* START Provided records *

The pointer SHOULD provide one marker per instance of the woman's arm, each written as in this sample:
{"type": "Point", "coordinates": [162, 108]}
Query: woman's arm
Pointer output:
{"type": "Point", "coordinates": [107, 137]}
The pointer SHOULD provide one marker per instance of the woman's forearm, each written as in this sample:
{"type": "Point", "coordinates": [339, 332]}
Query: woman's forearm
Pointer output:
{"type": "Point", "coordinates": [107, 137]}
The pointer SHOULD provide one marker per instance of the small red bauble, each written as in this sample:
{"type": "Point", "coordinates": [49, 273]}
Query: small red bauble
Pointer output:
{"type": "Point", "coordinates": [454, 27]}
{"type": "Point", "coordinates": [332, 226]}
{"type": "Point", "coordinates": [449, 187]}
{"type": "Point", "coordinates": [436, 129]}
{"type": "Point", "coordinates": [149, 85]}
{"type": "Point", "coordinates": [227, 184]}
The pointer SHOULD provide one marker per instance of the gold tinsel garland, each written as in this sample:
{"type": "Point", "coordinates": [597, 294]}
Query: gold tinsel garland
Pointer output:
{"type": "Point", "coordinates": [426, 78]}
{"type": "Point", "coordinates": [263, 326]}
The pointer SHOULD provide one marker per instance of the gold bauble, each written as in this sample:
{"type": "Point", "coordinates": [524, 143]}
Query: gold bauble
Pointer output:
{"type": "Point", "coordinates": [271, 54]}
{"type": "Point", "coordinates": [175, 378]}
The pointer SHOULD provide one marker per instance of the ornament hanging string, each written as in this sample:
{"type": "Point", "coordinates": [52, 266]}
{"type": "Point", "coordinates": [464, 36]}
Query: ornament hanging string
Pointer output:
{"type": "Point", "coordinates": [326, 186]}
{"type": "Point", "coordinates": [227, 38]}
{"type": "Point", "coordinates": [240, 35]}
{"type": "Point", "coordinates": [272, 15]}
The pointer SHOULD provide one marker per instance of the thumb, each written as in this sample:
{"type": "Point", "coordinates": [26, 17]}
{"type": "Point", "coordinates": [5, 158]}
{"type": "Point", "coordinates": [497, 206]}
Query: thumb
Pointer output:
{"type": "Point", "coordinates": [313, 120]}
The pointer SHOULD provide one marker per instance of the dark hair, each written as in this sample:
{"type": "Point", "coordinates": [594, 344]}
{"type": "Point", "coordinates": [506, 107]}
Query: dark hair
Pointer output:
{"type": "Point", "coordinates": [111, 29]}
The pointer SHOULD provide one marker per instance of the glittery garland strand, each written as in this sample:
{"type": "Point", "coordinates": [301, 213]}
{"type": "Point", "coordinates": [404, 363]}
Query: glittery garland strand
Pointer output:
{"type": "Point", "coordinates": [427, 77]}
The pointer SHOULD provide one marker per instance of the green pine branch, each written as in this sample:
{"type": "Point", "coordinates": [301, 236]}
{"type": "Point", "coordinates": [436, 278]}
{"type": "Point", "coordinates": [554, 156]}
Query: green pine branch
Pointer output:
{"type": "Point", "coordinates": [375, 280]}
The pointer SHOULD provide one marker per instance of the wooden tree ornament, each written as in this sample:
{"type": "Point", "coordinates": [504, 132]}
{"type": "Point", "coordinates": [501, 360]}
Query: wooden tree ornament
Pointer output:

* END Provided records *

Copy out all of the material above word for word, with no changes.

• The output
The pointer SHOULD provide one marker per instance of the woman's arm, each written as in this sample:
{"type": "Point", "coordinates": [162, 108]}
Query: woman's arm
Pointer output:
{"type": "Point", "coordinates": [107, 137]}
The pointer SHOULD provide one marker per instance of the woman's forearm, each written as in this sample:
{"type": "Point", "coordinates": [339, 332]}
Query: woman's forearm
Pointer output:
{"type": "Point", "coordinates": [107, 137]}
The pointer SHOULD provide one marker per instance of the small red bauble, each written as in this sample:
{"type": "Point", "coordinates": [49, 273]}
Query: small red bauble
Pointer output:
{"type": "Point", "coordinates": [454, 27]}
{"type": "Point", "coordinates": [332, 226]}
{"type": "Point", "coordinates": [449, 187]}
{"type": "Point", "coordinates": [436, 129]}
{"type": "Point", "coordinates": [149, 85]}
{"type": "Point", "coordinates": [227, 184]}
The pointer SHOULD provide one marker per instance of the gold tinsel garland, each written as in this sample:
{"type": "Point", "coordinates": [597, 294]}
Query: gold tinsel garland
Pointer output:
{"type": "Point", "coordinates": [426, 78]}
{"type": "Point", "coordinates": [263, 326]}
The pointer SHOULD provide one marker per instance of the gold bauble, each written as in this sample:
{"type": "Point", "coordinates": [524, 143]}
Query: gold bauble
Pointer output:
{"type": "Point", "coordinates": [271, 54]}
{"type": "Point", "coordinates": [175, 378]}
The pointer SHOULD provide one marker per instance of the ornament hanging string, each written as in this sample:
{"type": "Point", "coordinates": [52, 266]}
{"type": "Point", "coordinates": [464, 36]}
Query: ornament hanging string
Pointer output:
{"type": "Point", "coordinates": [326, 186]}
{"type": "Point", "coordinates": [227, 38]}
{"type": "Point", "coordinates": [240, 35]}
{"type": "Point", "coordinates": [272, 15]}
The pointer SHOULD provide one marker per instance of the thumb, each written as in this sample:
{"type": "Point", "coordinates": [26, 17]}
{"type": "Point", "coordinates": [5, 158]}
{"type": "Point", "coordinates": [497, 206]}
Query: thumb
Pointer output:
{"type": "Point", "coordinates": [313, 120]}
The pointer SHOULD provide one marker per instance of the dark hair, each written as in this sample:
{"type": "Point", "coordinates": [594, 344]}
{"type": "Point", "coordinates": [506, 107]}
Query: dark hair
Pointer output:
{"type": "Point", "coordinates": [111, 29]}
The pointer SHOULD provide one marker per instance of the glittery garland strand, each written as in this sample:
{"type": "Point", "coordinates": [301, 213]}
{"type": "Point", "coordinates": [404, 363]}
Query: glittery garland strand
Pointer output:
{"type": "Point", "coordinates": [427, 77]}
The pointer SHOULD provide one marker per instance of the green pine branch, each written as in this sample:
{"type": "Point", "coordinates": [301, 236]}
{"type": "Point", "coordinates": [436, 278]}
{"type": "Point", "coordinates": [554, 156]}
Query: green pine branch
Pointer output:
{"type": "Point", "coordinates": [375, 280]}
The pointer SHOULD provide one marker per instance of the wooden tree ornament, each written as in this sample:
{"type": "Point", "coordinates": [504, 132]}
{"type": "Point", "coordinates": [501, 360]}
Query: wooden tree ornament
Pointer output:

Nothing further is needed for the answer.